▸ **Passage shown**:
Jessica: Oh, yeah, that’s a whole other thing. Connecting two great people is a no-brainer. It’s like the stranger contacting you being like, “Hey, I know that you know this person, and I’m having a charity drive for my thing, but you don’t know me.” I’m just like, “Ugh.”
Jessica: Then I have to send the preemptive one to them, being like, “Hey, man, I don’t know this person, but I’m trying to be nice. They’re doing a charity thing. I don’t know. Use your best judgment. The end.” [laughs] You know?
Craig: Which is horrible, because it’s already a red flag, and you’re basically offloading the pain of rejecting this other person to the person they’re trying to connect with.
Jessica: I know. Then I feel bad about that. I was literally just complaining today about how my one email inbox has 400 emails in it, and the oldest one is from December 5th. I’m just like, “Oh, God.” I don’t want to ever contribute to that for someone else. [laughs]
Craig: Wait, December 5th from this year or last year?
Jessica: From this year.
Craig: Oh, my. You’re good. You’re on top off stuff. I’ve got emails from 2015 I still feel like I need to respond to.
Jessica: Oh, no, in my work inbox, I have unanswered emails from 2015 that are just like somebody that’s a very kind person asking me to do them a favor. I just can’t delete it, because I’m like, “Maybe I’ll want to do this sometime.”
Craig: [laughs] Right. In 15 years, I’m definitely going to want to do this thing that I didn’t want to do for the last 5. Just to finish off this thought, how did you get intros? I think there is a way to do it. I’ve definitely gotten cold requests from people that I immediately say yes to.
craig: The difference between those – these are people that I’ve never heard of, that I don’t know, I have no connection to, we don’t have any overlapping friends – the difference there is that the email I get feels so emotionally mature, self-aware, and not super long. Sometimes, you get these crazy, 3,000, or 4,000, 5,000-word emails. That’s not good.
Jessica: Yeah, my life story.
Craig: Just right to the point, maybe maximum 300 to 500 words, that signals that this person has got their shit together. That whatever you do to help them, to connect with them, or be on their podcast or whatever, you immediately feel that it’s not going to be a burden. I don’t know exactly what the magic sauce is.
Jessica: I think part of the magic sauce is that that person needs to have it be a very low pressure, “I realize this is a big ask, but I want to do a thing, and it’d be cool if you wanted to do it.” The big thing is, you have to give someone the ability to say no really easily.
Jessica: Actually, if you give that to them, they probably won’t do it. If you don’t give it to them, then they will do it right away. They’re like, “This is too much pressure. I don’t want to do it. I don’t know you.”
Craig: If you give them the option to say no and they say no, they’ll remember you as the kind person who gave them the option. Maybe next time, it won’t be a no.
Jessica: At almost every conference I spoke at last year were people that asked me three years in a row. [laughs] Then I was like, “OK, fine.”

(Excerpts of pointing data)

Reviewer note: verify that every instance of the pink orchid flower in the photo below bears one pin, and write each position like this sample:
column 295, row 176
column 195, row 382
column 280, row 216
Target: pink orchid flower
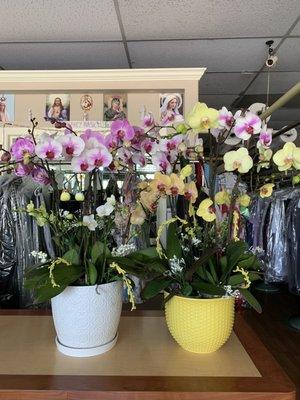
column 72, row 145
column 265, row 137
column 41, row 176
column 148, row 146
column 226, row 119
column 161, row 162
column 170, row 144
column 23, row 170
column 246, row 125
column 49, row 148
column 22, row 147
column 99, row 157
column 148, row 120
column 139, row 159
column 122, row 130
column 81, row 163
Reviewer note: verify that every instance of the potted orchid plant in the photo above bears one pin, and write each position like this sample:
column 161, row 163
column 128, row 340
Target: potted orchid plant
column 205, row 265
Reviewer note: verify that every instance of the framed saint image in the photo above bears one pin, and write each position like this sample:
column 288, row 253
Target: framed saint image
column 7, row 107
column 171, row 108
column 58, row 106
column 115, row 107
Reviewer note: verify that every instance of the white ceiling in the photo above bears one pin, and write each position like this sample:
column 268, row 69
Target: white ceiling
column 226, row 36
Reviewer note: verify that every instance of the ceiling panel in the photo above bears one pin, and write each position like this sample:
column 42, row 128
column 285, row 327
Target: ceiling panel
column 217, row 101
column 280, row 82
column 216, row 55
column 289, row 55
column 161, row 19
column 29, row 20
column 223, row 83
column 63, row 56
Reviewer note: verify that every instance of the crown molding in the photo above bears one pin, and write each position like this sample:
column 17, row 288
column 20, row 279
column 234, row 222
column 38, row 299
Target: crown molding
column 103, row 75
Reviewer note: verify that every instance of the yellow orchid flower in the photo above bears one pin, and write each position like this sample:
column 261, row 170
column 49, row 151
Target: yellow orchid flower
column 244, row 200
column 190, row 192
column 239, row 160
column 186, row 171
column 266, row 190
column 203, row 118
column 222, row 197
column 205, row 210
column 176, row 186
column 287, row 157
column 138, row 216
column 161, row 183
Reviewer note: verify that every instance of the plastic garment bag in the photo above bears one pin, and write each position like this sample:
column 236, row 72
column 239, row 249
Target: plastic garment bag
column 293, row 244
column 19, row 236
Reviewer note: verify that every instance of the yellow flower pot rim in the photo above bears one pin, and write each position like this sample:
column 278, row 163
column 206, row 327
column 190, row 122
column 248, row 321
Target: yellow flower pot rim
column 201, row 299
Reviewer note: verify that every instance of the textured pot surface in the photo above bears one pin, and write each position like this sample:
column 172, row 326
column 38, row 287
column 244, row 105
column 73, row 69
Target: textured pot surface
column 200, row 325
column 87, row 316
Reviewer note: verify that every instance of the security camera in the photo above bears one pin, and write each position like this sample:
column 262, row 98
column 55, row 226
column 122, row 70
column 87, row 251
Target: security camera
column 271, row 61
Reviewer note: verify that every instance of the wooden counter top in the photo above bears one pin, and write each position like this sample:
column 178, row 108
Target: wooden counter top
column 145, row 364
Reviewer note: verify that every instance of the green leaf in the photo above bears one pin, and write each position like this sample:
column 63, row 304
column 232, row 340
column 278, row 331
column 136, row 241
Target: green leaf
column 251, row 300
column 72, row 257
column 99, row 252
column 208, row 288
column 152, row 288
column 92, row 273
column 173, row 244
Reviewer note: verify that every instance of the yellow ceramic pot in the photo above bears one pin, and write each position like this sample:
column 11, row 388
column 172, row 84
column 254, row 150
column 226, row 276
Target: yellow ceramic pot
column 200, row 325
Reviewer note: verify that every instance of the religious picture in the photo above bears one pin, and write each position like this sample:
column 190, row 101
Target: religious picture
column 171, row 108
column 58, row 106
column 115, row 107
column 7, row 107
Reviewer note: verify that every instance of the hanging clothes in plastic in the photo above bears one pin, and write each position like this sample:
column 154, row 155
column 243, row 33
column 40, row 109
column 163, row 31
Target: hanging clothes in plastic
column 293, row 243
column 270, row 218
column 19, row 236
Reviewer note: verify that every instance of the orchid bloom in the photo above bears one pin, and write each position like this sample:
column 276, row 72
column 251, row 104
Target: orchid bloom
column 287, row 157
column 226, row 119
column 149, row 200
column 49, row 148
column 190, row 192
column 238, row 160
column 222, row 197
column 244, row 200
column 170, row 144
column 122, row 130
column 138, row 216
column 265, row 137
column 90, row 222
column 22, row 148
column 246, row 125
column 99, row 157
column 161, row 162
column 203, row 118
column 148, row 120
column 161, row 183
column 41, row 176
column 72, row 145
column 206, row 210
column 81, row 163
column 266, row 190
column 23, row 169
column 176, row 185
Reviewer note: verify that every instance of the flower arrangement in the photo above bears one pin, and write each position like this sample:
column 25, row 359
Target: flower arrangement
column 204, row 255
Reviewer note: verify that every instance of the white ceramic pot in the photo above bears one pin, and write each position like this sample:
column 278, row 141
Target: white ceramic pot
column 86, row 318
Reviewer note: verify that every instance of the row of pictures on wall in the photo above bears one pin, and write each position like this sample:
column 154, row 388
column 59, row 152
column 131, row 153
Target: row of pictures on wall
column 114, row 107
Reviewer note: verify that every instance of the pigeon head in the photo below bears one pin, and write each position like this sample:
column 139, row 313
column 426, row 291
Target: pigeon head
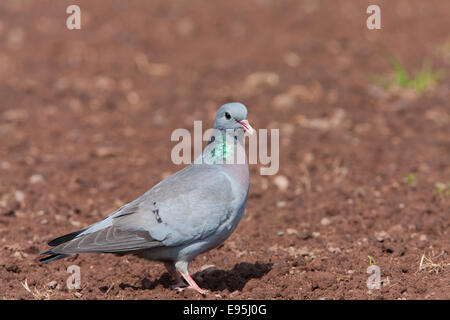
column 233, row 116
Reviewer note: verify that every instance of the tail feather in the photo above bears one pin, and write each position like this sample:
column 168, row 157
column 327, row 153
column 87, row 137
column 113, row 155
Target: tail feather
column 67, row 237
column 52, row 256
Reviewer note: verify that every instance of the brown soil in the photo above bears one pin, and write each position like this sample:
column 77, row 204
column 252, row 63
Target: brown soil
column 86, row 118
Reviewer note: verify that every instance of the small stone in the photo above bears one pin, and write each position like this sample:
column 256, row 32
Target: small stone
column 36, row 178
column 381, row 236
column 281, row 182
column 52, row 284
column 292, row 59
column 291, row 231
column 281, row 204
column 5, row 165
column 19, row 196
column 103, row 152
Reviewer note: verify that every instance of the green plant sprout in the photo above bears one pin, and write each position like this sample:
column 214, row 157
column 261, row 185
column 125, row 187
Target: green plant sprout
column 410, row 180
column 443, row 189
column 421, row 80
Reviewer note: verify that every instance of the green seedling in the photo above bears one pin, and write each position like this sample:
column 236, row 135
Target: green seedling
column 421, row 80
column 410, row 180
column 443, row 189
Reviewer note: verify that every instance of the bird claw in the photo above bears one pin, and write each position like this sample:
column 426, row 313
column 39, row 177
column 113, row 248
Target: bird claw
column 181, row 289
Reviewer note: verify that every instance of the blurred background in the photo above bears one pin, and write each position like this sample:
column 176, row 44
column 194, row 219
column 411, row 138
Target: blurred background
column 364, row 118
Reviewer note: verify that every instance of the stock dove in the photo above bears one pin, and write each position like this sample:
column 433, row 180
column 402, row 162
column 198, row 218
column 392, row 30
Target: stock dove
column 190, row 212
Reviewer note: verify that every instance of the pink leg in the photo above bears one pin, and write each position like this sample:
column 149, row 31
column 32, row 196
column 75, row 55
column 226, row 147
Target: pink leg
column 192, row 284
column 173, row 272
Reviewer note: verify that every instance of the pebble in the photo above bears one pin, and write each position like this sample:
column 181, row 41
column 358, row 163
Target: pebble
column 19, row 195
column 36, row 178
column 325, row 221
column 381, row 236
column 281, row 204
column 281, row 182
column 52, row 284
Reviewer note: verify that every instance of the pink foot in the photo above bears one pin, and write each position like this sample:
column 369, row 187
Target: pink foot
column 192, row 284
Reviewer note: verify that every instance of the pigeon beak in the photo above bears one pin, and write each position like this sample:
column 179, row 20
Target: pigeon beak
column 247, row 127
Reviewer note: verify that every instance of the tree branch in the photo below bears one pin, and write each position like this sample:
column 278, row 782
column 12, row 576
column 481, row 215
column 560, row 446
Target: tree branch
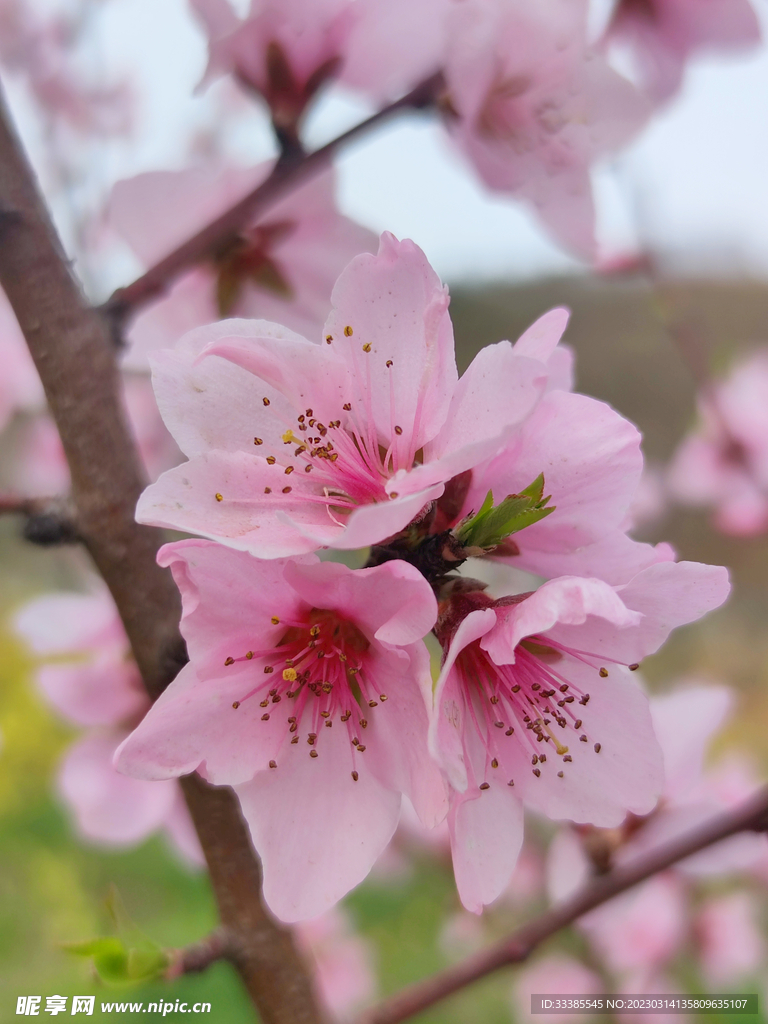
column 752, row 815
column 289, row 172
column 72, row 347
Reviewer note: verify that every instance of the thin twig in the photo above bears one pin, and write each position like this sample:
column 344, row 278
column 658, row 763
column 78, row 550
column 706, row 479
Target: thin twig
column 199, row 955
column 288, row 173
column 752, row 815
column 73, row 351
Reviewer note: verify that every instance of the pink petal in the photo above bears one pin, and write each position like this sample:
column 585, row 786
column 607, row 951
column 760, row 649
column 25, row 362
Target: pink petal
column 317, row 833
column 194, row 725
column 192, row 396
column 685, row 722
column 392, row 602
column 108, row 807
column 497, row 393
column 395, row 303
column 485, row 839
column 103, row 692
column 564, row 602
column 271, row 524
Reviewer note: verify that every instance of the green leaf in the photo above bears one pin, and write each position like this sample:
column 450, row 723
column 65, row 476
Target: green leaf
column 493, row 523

--

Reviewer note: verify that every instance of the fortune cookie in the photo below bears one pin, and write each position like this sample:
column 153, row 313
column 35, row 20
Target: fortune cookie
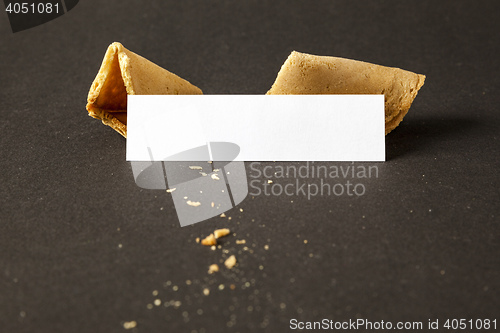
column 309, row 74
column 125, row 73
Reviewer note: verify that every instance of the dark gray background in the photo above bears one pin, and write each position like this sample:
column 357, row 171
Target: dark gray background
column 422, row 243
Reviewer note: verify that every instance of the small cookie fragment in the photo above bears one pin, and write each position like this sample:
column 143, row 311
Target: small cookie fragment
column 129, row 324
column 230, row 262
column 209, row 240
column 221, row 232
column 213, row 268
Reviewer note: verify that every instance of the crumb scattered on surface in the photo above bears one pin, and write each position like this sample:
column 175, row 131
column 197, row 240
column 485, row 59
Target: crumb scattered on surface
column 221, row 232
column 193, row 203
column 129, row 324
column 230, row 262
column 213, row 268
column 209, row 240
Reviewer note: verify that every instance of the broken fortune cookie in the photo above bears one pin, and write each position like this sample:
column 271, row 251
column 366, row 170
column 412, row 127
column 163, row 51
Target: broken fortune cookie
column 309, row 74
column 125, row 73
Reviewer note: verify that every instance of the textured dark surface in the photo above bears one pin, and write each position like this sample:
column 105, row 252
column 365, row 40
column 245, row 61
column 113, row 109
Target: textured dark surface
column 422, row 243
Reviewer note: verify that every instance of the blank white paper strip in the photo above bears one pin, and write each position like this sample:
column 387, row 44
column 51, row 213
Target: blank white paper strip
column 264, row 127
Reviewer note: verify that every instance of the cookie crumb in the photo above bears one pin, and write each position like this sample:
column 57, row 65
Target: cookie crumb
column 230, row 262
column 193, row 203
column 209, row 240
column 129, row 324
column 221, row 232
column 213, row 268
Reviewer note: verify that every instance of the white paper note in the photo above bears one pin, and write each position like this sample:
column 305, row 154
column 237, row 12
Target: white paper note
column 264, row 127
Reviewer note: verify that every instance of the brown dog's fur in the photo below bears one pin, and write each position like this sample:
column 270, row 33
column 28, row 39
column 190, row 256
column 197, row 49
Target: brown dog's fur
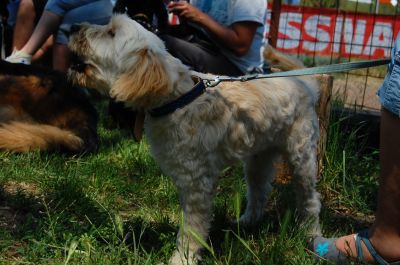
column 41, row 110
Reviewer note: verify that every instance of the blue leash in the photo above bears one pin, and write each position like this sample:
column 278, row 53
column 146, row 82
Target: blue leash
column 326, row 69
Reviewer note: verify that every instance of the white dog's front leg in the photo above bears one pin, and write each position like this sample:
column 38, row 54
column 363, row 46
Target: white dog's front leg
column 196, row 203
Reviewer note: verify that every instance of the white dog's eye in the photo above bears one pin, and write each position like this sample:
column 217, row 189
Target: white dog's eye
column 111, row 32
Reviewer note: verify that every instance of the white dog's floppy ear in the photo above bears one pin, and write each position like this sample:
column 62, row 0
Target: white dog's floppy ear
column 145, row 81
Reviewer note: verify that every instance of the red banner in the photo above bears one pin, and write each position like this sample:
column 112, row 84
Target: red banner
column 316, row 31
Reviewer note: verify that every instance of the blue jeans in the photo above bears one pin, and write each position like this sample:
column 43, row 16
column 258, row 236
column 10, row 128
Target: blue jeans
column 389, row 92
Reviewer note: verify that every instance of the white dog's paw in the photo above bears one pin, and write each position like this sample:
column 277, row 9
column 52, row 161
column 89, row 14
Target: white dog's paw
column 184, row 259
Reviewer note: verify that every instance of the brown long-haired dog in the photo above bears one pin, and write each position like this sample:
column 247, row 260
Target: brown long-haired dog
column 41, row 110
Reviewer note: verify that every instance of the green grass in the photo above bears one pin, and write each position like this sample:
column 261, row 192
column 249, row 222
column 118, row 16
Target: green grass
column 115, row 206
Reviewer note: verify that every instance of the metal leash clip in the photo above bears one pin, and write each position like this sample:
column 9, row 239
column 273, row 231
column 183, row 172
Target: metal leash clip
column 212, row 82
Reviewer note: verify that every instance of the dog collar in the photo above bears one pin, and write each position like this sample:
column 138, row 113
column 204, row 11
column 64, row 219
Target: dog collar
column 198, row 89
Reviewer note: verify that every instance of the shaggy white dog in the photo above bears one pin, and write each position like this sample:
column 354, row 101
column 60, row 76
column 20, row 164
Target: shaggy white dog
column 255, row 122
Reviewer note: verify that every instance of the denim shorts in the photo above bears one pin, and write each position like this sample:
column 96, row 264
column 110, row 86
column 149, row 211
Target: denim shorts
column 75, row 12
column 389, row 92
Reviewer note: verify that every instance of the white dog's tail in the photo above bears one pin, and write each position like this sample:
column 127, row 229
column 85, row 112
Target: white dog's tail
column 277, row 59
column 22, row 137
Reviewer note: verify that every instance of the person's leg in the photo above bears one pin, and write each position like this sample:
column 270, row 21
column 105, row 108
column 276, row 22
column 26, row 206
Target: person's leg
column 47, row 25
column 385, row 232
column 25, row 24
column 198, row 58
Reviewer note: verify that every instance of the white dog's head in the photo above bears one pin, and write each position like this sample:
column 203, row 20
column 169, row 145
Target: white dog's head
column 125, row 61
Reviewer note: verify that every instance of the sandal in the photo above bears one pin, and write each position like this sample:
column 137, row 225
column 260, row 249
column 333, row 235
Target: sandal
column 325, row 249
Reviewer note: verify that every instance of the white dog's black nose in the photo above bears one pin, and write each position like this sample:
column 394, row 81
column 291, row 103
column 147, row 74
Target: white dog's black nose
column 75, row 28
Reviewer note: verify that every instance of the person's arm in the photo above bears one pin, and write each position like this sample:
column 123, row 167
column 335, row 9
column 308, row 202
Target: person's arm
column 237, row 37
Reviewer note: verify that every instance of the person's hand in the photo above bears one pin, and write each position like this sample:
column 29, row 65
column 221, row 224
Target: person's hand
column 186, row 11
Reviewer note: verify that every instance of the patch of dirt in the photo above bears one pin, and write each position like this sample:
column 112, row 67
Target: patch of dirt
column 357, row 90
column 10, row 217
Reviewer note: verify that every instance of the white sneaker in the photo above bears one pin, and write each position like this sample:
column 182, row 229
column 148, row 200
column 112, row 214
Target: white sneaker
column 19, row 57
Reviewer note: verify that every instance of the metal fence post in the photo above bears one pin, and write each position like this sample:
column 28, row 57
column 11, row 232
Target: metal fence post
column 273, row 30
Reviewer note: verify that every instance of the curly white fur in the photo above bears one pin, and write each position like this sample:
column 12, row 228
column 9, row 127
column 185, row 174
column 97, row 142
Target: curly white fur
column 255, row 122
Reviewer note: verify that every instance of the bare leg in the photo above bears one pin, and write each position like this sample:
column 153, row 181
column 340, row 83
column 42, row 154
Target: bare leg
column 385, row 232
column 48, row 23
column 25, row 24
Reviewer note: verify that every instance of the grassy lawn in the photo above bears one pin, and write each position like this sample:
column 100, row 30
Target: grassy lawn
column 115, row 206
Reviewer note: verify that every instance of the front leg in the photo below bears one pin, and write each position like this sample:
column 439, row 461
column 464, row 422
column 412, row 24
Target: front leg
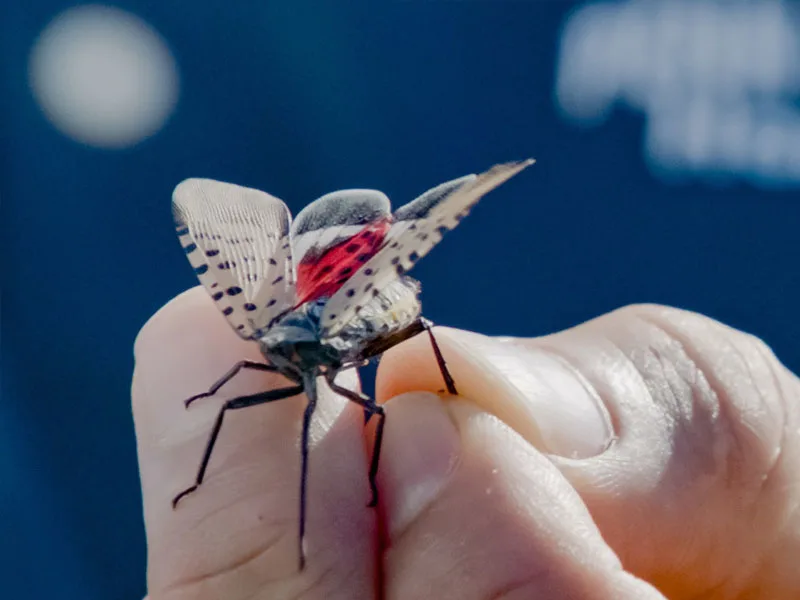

--

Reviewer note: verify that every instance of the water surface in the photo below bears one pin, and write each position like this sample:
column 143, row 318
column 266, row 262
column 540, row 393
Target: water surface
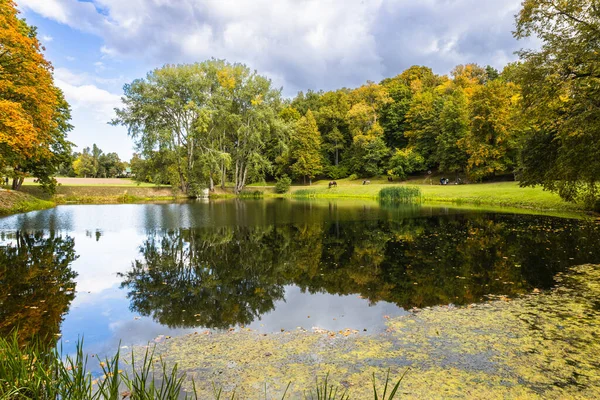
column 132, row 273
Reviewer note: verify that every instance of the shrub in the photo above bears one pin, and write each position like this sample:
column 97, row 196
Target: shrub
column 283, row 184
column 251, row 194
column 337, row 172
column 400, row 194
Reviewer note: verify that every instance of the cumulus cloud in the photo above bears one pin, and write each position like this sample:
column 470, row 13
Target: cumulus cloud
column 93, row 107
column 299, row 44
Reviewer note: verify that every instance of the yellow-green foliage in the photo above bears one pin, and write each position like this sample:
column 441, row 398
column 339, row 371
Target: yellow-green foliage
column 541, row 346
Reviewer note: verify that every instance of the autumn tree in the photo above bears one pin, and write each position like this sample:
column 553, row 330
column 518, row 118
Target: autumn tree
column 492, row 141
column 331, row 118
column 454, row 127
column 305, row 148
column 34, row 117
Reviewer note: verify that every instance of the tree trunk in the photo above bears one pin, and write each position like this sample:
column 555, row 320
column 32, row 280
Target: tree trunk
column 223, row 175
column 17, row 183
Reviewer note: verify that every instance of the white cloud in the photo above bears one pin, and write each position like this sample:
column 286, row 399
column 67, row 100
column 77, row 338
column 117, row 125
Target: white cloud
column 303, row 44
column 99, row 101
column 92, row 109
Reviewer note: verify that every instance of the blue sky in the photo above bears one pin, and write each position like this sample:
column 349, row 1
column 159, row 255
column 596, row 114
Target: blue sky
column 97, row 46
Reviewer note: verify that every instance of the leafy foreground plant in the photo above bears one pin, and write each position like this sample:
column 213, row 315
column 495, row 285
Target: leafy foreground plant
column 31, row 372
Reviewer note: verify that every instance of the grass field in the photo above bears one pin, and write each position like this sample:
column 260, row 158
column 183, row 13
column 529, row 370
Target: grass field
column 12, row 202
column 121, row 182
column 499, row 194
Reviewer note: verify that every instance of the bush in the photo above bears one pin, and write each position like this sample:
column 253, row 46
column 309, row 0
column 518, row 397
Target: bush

▸ **Given problem A**:
Rewrite the paragraph in the transcript that begins "The difference between those" in fewer words, keeping its main facts.
▸ **Given problem B**:
Output the part of the transcript starting at "Jessica: Oh, yeah, that’s" and ending at "to connect with.".
▸ **Given problem C**:
In the transcript, why does Craig call the preemptive note Jessica sends horrible? Answer in one to three sentences.

▸ **Correct output A**:
The cold requests Craig accepts come from total strangers he has no connection or shared friends with. What sets them apart is that the email feels emotionally mature and self-aware and isn't very long. Emails of 3,000 to 5,000 words are not good.

▸ **Correct output B**:
Jessica: Oh, yeah, that’s a whole other thing. Connecting two great people is a no-brainer. It’s like the stranger contacting you being like, “Hey, I know that you know this person, and I’m having a charity drive for my thing, but you don’t know me.” I’m just like, “Ugh.”
Jessica: Then I have to send the preemptive one to them, being like, “Hey, man, I don’t know this person, but I’m trying to be nice. They’re doing a charity thing. I don’t know. Use your best judgment. The end.” [laughs] You know?
Craig: Which is horrible, because it’s already a red flag, and you’re basically offloading the pain of rejecting this other person to the person they’re trying to connect with.

▸ **Correct output C**:
Craig says it is horrible because the note is already a red flag. It also offloads the pain of rejecting the stranger onto the person the stranger is trying to connect with.